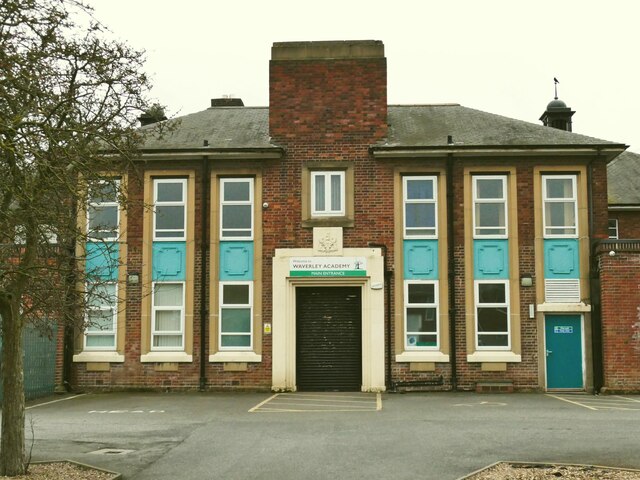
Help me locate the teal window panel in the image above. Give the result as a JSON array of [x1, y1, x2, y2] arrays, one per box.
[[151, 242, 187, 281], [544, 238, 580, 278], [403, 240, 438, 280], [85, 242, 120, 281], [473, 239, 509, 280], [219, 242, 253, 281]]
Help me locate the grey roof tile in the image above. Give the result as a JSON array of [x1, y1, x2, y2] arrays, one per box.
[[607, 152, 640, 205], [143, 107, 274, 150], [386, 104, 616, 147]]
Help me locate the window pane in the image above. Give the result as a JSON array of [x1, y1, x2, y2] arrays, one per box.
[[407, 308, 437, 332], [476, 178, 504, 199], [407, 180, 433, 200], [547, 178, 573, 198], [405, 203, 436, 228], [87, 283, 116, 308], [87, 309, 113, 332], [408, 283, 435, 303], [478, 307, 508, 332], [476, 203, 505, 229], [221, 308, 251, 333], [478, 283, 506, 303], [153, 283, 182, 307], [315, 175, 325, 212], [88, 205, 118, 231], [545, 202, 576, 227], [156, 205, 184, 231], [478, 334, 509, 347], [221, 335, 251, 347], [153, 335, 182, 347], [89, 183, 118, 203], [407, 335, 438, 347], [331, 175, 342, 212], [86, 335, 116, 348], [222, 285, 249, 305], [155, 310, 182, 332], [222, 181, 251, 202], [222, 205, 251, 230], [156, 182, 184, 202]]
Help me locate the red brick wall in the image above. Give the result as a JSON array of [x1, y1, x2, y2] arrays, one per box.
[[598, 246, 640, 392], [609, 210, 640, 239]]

# WHAT YOU NEED TO DO:
Render the lines above as a JSON list of strings, one string per line, with blank lines and the pictures left out.

# ANSWER FOR THIS EXERCISE:
[
  "Help me locate the teal window panel in the image above. Give the result as a JSON array of [x1, y1, x2, y2] arrays, one per box.",
  "[[151, 242, 187, 281], [544, 238, 580, 278], [403, 240, 438, 280], [85, 242, 120, 281], [473, 239, 509, 280], [219, 242, 253, 281]]",
  "Help me locate the grey roof tile in the image above. Give the result as a JSON array of [x1, y1, x2, y2] arrays, one per box.",
  "[[607, 152, 640, 205], [143, 107, 274, 150], [386, 104, 616, 147]]",
  "Help me locate the window pane in the image above. Give the result as a JSON array of [x1, y1, x2, y2] arrays, one per box.",
  "[[407, 308, 437, 332], [476, 178, 504, 199], [407, 180, 433, 200], [547, 178, 573, 198], [405, 203, 436, 228], [87, 283, 116, 308], [87, 309, 113, 332], [408, 283, 435, 303], [478, 307, 508, 332], [476, 203, 505, 229], [221, 308, 251, 333], [478, 283, 506, 303], [153, 283, 182, 307], [315, 175, 325, 212], [88, 205, 118, 231], [545, 202, 576, 227], [156, 205, 184, 231], [478, 334, 509, 347], [221, 335, 251, 347], [153, 335, 182, 347], [89, 183, 118, 203], [407, 335, 438, 347], [331, 175, 342, 212], [86, 335, 116, 348], [222, 285, 249, 305], [155, 310, 182, 332], [222, 181, 251, 202], [222, 205, 251, 230], [156, 182, 184, 202]]",
  "Help me locate the red brick wall in the image above. Give the result as a JSON array of [x1, y1, x2, y2] arrays, one per box.",
  "[[598, 246, 640, 392], [609, 210, 640, 239]]"
]